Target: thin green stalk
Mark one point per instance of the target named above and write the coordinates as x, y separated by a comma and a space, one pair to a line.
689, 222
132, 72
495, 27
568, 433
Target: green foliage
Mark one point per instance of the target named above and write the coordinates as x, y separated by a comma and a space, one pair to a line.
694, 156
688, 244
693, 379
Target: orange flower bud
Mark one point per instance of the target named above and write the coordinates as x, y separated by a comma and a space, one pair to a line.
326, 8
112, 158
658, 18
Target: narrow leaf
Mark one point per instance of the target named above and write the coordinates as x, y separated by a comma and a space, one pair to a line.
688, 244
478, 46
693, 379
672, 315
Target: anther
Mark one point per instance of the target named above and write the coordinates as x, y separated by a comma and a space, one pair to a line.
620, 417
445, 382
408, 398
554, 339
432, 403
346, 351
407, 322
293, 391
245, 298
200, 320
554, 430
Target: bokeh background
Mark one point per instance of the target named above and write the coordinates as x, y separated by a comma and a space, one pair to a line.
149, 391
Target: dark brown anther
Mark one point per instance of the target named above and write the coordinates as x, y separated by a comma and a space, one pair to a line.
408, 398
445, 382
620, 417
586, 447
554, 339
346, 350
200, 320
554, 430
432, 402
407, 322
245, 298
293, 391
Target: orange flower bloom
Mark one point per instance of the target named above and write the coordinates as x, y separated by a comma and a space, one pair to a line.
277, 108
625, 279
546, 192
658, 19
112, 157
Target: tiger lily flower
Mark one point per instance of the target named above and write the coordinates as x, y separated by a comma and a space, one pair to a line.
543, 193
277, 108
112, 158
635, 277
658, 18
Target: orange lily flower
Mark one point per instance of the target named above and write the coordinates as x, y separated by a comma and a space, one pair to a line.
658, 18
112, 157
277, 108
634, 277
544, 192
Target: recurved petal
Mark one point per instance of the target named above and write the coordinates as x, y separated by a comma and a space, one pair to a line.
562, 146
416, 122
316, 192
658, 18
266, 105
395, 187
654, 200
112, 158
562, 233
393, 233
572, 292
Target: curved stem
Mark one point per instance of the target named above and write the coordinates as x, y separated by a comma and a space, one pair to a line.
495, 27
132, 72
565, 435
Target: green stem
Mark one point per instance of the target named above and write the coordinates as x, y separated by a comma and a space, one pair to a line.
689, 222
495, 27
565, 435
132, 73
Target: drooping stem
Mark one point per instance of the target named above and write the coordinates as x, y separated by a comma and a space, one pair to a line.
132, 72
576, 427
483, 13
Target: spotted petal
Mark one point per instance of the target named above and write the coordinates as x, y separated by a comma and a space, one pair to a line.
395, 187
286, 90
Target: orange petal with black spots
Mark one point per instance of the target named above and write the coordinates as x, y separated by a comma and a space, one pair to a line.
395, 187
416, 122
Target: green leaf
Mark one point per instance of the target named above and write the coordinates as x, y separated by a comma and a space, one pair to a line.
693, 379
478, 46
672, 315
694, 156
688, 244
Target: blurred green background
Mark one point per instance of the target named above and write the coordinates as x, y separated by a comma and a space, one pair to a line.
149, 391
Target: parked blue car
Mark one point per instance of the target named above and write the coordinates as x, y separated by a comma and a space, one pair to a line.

» **Prompt**
Retype exactly the lines from the first line of the records above through the line containing "Target: green foliage", both included, and nothing else.

» **Output of the task**
Target: thin green stalk
Mark one point per instance of the target named above and write the coordinates as x, y separated by a comma and a space, one pair to a line.
689, 222
132, 72
495, 27
568, 433
Target: green foliage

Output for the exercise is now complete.